**Provided passage**:

Updated on July 9, 2012
Leonardo da Vinci: The Proportions of the Human Figure (Vitruvian Manek) (1490; Pen, ink and watercolour over metalpoint)
Leonardo da Vinci: The Proportions of the Human Figure (Vitruvian Manek) (1490; Pen, ink and watercolour over metalpoint) | Source

While the term Renaissance Man has gone through changes over the years, the basic premise is the same as it has always been – someone who knows something about everything. In current times, we don’t require as much from our Renaissance people as we used to. Having prominence in two or more fields is enough now to consider someone a Renaissance person. Some claim it is because there is so much more to know now, but back in the Renaissance, experimentation and knowledge was currently being pushed, and new learning occurred on a daily basis. While we still make great advances, we are heavily building on things that have already been done. What was done then was being done and recorded for the first time.

During the period of the fifteenth and sixteenth centuries, a true Renaissance Man was expected to be talented in many fields, holding knowledge and skill in not just one or two areas, but truly able to hold his own during discussions on math, science, art, literature, and philosophy. There were several men who fit this mold. (Women are not included because at the time, in general they were not educated or treated as equals, and as such did not have the opportunity to attain the same status as men.)

Some of the men who can be considered as candidates as a true Renaissance Man include Pope Julius II, Pope Leo X, Leonardo da Vinci, Niccolo Machiavelli, Michelangelo, Martin Luther, Albrecht Durer, King Charles V, and Brunelleschi. They are all men who have achieved fame and notoriety in multiple fields, pioneering many things that still exist today, including art styles, religions, and printing. The one man that I feel reigns above all of them, however, is Leonardo da Vinci.

**Dataset entries**:
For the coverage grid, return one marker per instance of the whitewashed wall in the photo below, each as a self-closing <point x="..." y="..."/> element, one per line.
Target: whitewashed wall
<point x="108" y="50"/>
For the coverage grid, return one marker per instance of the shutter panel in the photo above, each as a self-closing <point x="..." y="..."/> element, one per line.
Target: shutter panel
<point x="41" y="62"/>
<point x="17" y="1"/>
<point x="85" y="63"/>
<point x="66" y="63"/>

---

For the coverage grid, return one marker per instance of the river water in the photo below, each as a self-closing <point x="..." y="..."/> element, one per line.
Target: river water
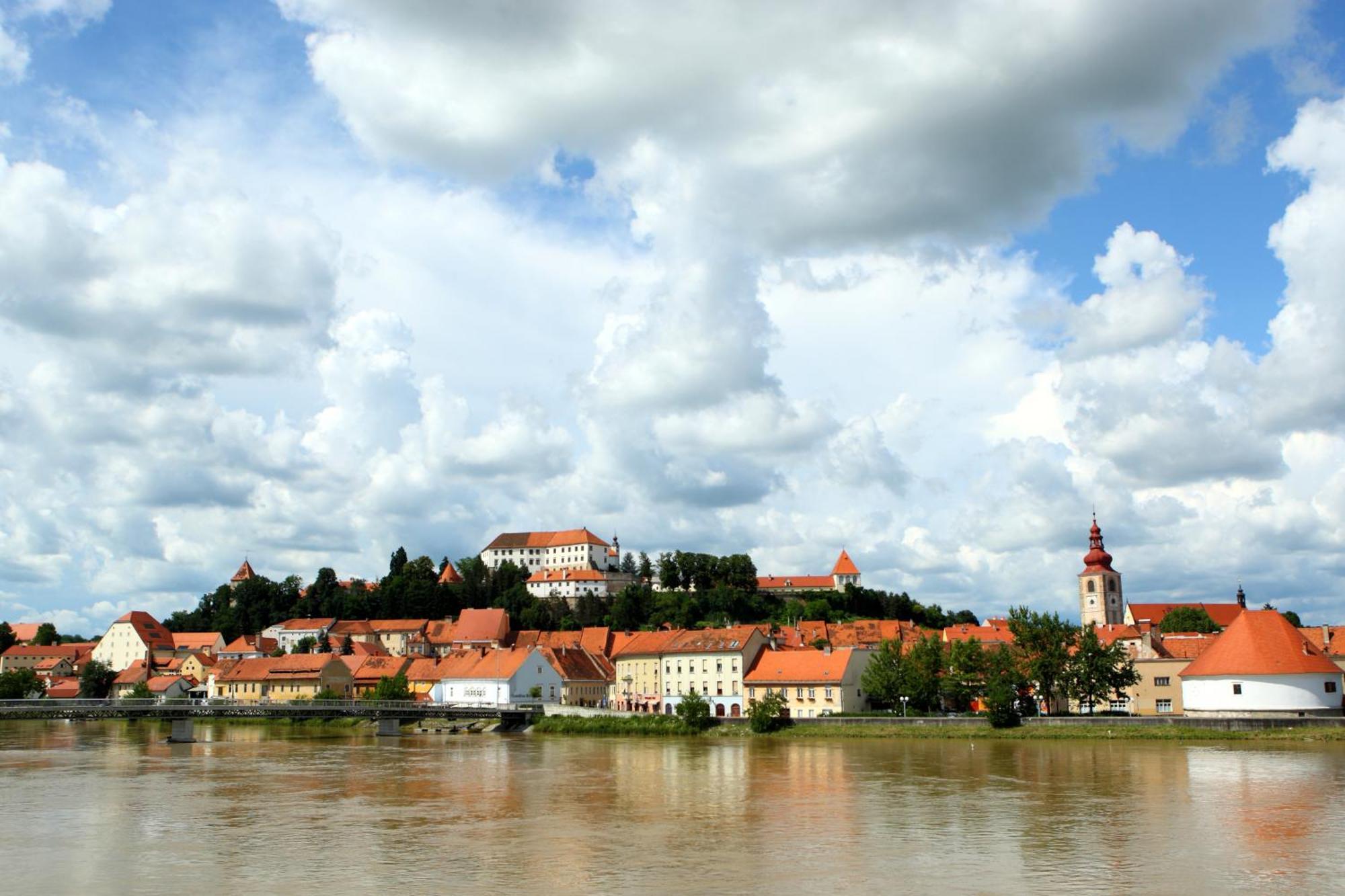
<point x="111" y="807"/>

* * *

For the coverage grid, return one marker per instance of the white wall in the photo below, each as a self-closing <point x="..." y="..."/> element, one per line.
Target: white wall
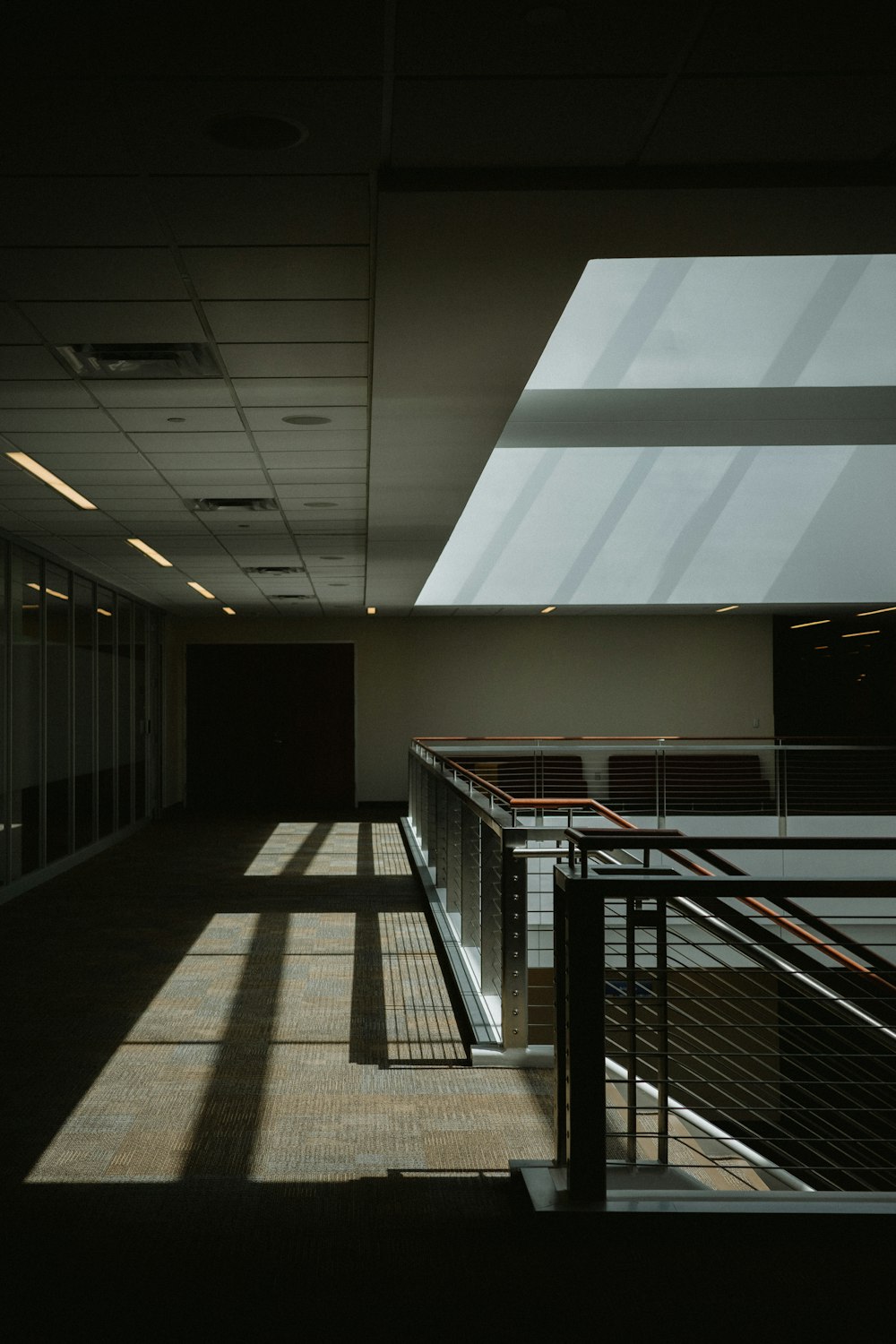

**Required task A**: In the passage on the Renaissance Man, which man does the writer feel reigns above all the other candidates?
**Required task B**: Continue the passage on the Renaissance Man, picking up after its final sentence.

**Result A**: Leonardo da Vinci.

**Result B**:
Leonardo da Vinci was, to me, a man who could, and did, do everything. He embodies all the ideals of a Renaissance Man. Leonardo had interests in science which fueled his constant observations of nature. He paid special attention to the flight of birds (something he used when creating plans for flying machines), as well as the flow of water, the force of winds, and the movement of clouds. The knowledge he gained from these things are still with us today, thanks to the extensive notebooks that he kept, detailing all his work. He was a scientific pioneer, drawing up plans for, and creating many different machines. He had an interest in architecture, declaring that he could make better designs for public and private buildings than already existed. He loved music, and began his career, as we know it, by performing at the court of Milan as a lute player and singer. As if this wasn’t enough, he also sought knowledge in human anatomy, and his scientific illustrations, most based on illegal autopsies and dissections, made him the founder of modern scientific illustration because of the precision with which he was able to draw the human anatomy.

While many people don’t know the full breadth and width of his work, he is generally accepted as one of the great artists, having unbelievable talent with oil and fresco painting, and with sculptures that range from bronze, marble, and clay.

Leonardo was involved in everything, and excelled in everything. While others might have prominence in one, two, or even three fields, Leonardo was truly a master at everything he touched.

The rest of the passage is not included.